··· QUOTED PASSAGE

Unbeatable Circuit Training Workouts for the Gym and Home

Are you looking for a fast, challenging, and full-body workout that can be endlessly customized to make sure you never get bored? Then it’s time to learn about circuit workouts. These workouts are simple to construct and highly flexible so that you can adapt them as your fitness improves and/or your fitness goals change. What is a circuit workout, and how can you build a circuit training routine? Keep reading. You’ll learn how to become a circuit workout master whether you have an entire gym at your beck and call or you’re working out at home, on the road, or anywhere else.

What Is a Circuit Workout?

If you’ve ever done a boot camp or a virtual fitness class with a repeating rotation of exercises, then you may have already done a circuit training workout without even knowing it. In a nutshell, circuit training is a workout format where you perform a set number of exercises in a repeating circuit.

Typically, each exercise is called a “station,” and you visit each station in a repeating order throughout the workout. So, for instance, you may create a circuit made up of five different exercises and perform that circuit three times. The beauty of circuit training is that you can customize it any way you want. By changing the exercises that make up the circuit, the number of reps, the intensity of reps, and the number of circuits, you can make every workout different and challenging.

However, there are common circuit workout practices that many exercisers stick to. For example, most exercisers choose between five and 10 individual exercises per workout and perform the circuit three to six times. Typically, a circuit workout lasts from 15 to 45 minutes. While you can use circuit workouts to emphasize cardio or resistance training, many exercisers like to create full-body circuit workouts that incorporate cardio and resistance exercises.

What Are the Benefits of Circuit Training?

Is circuit training something you should add to your fitness routine? Here are some benefits of circuit training to consider.

Circuit Workouts are Time Efficient

Don’t want to spend two hours at the gym? Then circuit training workouts are a great option for you. These workouts are meant to be performed quickly and efficiently, bundling a great resistance and cardio workout together in a short amount of time. Most circuit workouts can be performed in 30 minutes or less (though make sure to also warm-up and cool down), so you can get in your fitness and then move on with the rest of your day.

Circuit Workouts Give You a Full Body Workout

Putting the right collection of exercises into a circuit training routine can allow you to hit all of your major muscle groups while also helping you improve your cardiovascular health. This makes circuit training an excellent option for exercisers who want to build muscle and burn body fat all with one workout.

······
··· ROWS

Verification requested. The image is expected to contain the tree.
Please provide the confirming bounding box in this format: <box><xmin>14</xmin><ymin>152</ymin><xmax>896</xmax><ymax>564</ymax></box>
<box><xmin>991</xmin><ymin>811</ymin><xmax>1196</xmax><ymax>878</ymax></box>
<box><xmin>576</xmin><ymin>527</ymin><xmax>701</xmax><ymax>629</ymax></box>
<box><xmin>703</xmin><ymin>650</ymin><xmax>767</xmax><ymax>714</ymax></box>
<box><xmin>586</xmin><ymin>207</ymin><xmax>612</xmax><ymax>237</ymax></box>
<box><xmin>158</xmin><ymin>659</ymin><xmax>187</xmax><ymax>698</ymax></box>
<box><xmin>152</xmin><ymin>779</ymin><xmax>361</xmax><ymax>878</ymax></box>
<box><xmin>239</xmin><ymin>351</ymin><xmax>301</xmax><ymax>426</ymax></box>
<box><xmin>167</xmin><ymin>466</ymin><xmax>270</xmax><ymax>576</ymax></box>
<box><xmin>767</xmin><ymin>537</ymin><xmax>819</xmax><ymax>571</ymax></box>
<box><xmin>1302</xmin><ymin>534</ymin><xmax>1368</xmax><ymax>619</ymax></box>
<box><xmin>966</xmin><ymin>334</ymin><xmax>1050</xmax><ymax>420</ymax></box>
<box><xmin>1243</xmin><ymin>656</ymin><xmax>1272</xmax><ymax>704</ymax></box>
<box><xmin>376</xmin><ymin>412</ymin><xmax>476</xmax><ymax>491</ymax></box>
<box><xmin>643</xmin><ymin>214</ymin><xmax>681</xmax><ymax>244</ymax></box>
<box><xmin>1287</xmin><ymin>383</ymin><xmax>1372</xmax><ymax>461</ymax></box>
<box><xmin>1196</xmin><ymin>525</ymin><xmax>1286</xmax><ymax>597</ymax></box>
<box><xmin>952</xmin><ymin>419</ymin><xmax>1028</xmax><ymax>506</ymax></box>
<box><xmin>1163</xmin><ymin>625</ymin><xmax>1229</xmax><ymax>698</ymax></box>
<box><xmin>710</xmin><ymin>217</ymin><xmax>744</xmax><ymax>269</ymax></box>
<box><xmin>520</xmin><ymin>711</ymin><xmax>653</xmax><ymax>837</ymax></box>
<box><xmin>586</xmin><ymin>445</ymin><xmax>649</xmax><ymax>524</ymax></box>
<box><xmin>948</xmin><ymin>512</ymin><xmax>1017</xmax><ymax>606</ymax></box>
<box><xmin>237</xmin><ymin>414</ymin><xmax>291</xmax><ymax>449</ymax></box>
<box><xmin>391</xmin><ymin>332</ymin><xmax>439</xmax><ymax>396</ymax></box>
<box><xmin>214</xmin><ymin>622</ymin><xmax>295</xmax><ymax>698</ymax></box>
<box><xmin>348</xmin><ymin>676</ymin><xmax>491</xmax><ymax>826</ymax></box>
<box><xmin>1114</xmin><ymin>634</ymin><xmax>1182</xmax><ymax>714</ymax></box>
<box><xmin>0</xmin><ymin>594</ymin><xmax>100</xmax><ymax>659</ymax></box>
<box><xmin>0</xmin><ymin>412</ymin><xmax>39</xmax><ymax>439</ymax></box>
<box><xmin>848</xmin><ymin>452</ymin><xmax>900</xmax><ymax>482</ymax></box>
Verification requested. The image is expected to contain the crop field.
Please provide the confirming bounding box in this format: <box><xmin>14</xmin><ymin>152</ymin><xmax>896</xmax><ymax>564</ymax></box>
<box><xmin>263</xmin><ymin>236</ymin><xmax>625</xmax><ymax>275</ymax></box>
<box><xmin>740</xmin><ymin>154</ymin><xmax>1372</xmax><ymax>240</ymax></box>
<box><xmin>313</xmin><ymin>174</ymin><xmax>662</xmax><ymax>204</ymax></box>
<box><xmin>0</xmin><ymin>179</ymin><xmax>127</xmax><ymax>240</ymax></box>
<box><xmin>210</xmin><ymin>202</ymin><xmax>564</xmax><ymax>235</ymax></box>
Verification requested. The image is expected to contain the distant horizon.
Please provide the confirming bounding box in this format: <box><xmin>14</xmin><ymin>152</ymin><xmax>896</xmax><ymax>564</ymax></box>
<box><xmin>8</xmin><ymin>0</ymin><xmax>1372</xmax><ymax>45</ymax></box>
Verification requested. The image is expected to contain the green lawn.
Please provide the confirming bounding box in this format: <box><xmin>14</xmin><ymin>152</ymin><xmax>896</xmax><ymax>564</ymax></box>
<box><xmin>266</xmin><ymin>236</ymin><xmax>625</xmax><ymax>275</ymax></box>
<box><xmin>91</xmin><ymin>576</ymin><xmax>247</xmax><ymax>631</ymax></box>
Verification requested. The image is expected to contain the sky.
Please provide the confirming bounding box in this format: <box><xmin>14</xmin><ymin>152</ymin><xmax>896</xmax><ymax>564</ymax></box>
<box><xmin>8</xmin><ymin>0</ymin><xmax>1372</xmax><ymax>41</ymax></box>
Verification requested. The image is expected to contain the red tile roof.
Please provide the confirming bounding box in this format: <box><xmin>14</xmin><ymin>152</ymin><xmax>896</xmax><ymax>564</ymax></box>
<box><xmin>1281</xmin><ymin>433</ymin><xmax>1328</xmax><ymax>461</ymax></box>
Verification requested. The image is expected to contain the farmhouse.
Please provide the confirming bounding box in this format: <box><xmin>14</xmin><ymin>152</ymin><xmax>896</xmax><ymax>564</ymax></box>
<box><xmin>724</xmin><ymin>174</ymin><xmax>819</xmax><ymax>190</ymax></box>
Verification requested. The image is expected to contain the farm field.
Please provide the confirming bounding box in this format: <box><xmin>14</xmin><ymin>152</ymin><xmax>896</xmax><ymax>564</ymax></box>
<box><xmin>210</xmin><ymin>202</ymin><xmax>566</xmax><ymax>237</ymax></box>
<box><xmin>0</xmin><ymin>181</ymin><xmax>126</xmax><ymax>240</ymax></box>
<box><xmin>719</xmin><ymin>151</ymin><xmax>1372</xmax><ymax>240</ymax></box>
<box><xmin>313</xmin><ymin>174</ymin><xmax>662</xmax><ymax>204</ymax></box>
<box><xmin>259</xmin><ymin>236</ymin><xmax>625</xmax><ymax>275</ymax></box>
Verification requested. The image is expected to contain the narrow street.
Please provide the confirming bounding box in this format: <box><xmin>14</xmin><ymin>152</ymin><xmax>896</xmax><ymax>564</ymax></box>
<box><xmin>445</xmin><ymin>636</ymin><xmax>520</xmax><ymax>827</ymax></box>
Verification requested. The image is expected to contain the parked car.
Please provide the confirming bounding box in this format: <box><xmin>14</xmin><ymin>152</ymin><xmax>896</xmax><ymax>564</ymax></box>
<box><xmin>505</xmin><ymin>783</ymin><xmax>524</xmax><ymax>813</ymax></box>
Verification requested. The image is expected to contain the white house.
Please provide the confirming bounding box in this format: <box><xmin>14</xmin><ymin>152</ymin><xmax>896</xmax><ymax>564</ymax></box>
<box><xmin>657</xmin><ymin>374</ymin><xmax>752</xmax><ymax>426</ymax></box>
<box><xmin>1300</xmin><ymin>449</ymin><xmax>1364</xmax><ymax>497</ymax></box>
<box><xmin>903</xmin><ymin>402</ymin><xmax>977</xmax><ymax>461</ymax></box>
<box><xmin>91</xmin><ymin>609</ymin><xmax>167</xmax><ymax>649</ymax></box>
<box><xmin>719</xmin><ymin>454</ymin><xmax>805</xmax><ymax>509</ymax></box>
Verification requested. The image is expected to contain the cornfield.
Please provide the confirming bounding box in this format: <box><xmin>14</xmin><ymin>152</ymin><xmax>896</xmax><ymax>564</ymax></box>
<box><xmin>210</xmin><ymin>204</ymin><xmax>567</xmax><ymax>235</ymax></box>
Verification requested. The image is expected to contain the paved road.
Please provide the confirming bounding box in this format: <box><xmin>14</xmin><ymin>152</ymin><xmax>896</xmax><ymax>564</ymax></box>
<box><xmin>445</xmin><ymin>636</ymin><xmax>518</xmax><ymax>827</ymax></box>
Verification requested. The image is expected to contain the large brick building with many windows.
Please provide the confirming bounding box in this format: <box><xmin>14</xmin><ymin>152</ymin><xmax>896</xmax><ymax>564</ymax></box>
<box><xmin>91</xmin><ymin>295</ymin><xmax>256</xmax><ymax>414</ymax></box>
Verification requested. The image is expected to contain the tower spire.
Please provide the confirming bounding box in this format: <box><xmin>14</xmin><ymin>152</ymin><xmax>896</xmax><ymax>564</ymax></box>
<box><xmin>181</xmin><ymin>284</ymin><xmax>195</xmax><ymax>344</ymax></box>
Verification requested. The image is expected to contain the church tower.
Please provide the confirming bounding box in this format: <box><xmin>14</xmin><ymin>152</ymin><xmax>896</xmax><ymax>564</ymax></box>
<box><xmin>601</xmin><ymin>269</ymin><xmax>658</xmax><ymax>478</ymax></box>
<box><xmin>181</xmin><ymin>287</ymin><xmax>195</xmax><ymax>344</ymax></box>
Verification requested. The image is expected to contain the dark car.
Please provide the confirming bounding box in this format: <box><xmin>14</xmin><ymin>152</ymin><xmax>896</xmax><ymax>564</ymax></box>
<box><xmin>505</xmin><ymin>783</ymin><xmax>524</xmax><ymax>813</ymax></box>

······

## OBJECTIVES
1 > Answer these from the circuit training article:
(a) What is each exercise in a circuit typically called?
(b) How many individual exercises per workout do most exercisers choose?
(c) In how many minutes can most circuit workouts be performed?
2 > The circuit training article names several things you can change to make every workout different and challenging. List them all.
The entries are separate material and are not part of the circuit training article.

## RESULTS BY TASK
1 >
(a) A "station."
(b) Between five and 10.
(c) In 30 minutes or less.

2 >
- The exercises that make up the circuit
- The number of reps
- The intensity of reps
- The number of circuits